Would you restate each line of the data below word for word, without its pictures?

══════

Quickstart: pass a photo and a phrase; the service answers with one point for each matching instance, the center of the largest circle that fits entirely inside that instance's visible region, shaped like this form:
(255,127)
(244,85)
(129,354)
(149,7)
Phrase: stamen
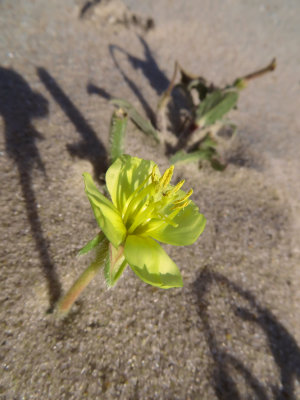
(175,189)
(133,194)
(154,177)
(165,179)
(181,206)
(184,198)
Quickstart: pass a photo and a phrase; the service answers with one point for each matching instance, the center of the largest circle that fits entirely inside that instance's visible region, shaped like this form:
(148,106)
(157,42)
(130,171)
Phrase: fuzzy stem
(84,279)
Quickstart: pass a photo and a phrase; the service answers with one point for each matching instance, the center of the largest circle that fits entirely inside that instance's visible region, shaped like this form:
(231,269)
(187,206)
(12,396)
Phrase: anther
(175,189)
(184,198)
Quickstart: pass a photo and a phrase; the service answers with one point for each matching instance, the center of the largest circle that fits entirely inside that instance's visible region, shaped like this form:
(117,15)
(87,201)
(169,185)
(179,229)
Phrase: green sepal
(91,244)
(215,106)
(114,265)
(106,214)
(142,123)
(117,131)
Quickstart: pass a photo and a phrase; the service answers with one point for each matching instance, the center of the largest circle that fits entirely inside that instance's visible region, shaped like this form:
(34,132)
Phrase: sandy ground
(233,331)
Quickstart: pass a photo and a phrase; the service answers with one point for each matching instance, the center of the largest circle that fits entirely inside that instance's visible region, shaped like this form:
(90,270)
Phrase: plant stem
(84,279)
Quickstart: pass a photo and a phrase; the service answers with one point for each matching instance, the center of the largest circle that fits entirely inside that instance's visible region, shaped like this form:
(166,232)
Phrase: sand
(232,332)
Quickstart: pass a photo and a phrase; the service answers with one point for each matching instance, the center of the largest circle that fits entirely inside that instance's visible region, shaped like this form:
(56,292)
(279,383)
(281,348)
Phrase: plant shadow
(283,347)
(90,146)
(19,106)
(150,69)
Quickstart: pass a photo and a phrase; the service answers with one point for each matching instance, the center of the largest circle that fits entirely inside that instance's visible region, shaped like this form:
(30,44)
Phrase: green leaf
(151,263)
(201,86)
(142,123)
(215,106)
(106,214)
(117,131)
(91,244)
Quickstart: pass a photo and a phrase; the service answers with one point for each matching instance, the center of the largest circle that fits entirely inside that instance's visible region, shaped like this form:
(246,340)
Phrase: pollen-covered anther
(166,178)
(184,198)
(180,206)
(175,189)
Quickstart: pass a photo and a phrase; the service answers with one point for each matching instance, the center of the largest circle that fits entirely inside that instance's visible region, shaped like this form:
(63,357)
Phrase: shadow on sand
(19,105)
(282,345)
(150,69)
(90,147)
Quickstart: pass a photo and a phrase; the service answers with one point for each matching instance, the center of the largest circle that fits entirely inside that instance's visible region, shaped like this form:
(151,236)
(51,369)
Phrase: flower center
(154,204)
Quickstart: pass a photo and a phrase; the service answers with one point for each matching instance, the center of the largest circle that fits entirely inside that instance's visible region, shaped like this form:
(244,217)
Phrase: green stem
(84,279)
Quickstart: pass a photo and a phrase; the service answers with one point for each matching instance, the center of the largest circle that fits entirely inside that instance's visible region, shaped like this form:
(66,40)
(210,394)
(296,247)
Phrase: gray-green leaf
(142,123)
(215,106)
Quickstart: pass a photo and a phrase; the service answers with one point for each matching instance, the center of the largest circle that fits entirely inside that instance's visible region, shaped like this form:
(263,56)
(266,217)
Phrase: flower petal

══════

== Exercise answer ==
Quickstart: pass a photo and a phrase; the service answers with one point for each matching instance, the center of the largest circle that fits entirely inside that instance's visible region, shaped like this form:
(255,127)
(244,85)
(129,354)
(149,7)
Phrase: stamen
(175,189)
(133,194)
(154,177)
(165,179)
(181,206)
(184,198)
Quickstart: pass a photo and a phrase; the service answers with one point for each matching instance, the center of the largest circle that fits entirely inside that instance's visible region, shaped like this form:
(148,106)
(157,42)
(130,171)
Phrase: fuzzy stem
(84,279)
Quickstart: pass a photo and a phrase; the service answers with one point for each matching instance, the center of the largest circle that fits entirely inside that instance's visible region, shaped like this form:
(231,269)
(187,206)
(12,396)
Phrase: anther
(175,189)
(184,198)
Quickstart: pass a photo and a phrase; the service answers with one point for each matching instance, the center of the largest circle that fits entirely inside that instance's visible region, shaped like this form:
(117,15)
(87,201)
(169,185)
(179,229)
Phrase: green sepal
(91,244)
(215,106)
(114,265)
(106,214)
(142,123)
(117,131)
Quickstart: pass a photo and a phrase; the service answers with one point for each matching instance, the center of the largest circle that fits entirely inside that instance's visible region, shaped like this form:
(34,132)
Phrase: sandy ground
(233,331)
Quickstart: pass a photo and a phrase; the service answers with one point for each matching instance, the center of the largest circle that fits entirely inside that instance's visible region, shaped like this form:
(90,270)
Phrase: plant stem
(84,279)
Quickstart: pass a photo and a phrase; the service answers with one point for each matching instance, the center of the largest circle that fits entirely inside that instance's visible region, shaped like this form:
(166,232)
Phrase: sand
(232,332)
Quickstart: pass a photo and a phrase; the service answers with one point for each matching instance, the center of the largest circle that fits entirely inside that instance's visible region, shaped like this form:
(56,292)
(279,383)
(281,348)
Phrase: plant shadow
(283,347)
(90,146)
(19,106)
(150,69)
Quickstart: pass a photo and a phrase; the service answers with one point for each matching instance, the center of the largest circle that fits entirely inside that instance's visible region, shaped like this form:
(30,44)
Phrase: green leaf
(151,263)
(201,86)
(142,123)
(215,106)
(106,214)
(117,131)
(91,244)
Quickstart: pass a photo and a phrase; the service answers with one point for each matching instance, the center of the largest circle that fits entirely inside that instance's visible region, shaped like this form:
(246,340)
Phrase: pollen-covered anther
(166,178)
(184,198)
(180,206)
(175,189)
Quickstart: pass a photo and a phrase; the service answers with one point for each matching instance, the center of the largest circle that fits entirely inside that instance's visible region, shaped like this form:
(63,357)
Phrase: shadow on sand
(19,105)
(282,345)
(150,69)
(90,147)
Quickstart: pass a photo and a phrase; the service answers with one point for each matching instance, the center of the largest circle that fits entirely inside that instance's visible region, shaped like this form:
(151,236)
(51,369)
Phrase: flower center
(154,204)
Quickstart: pass a photo and a phrase; the service answers with one point for each matching instance, the center of the largest circle that fits entirely inside that instance's visible region, shaped like this form:
(244,217)
Phrase: green stem
(84,279)
Quickstart: pass a photo and a phrase; the service answers with one point for each matching instance, the center of the largest circle that fits entirely inside that instance's visible region, shaped like this form:
(66,40)
(210,394)
(296,247)
Phrase: gray-green leaf
(142,123)
(215,106)
Quickstart: pass a photo and a phrase; the service answers with one point for each matching instance, the center of the largest circle that fits entirely inside that instance's visible region, shaped like this form:
(263,56)
(266,217)
Phrase: flower petal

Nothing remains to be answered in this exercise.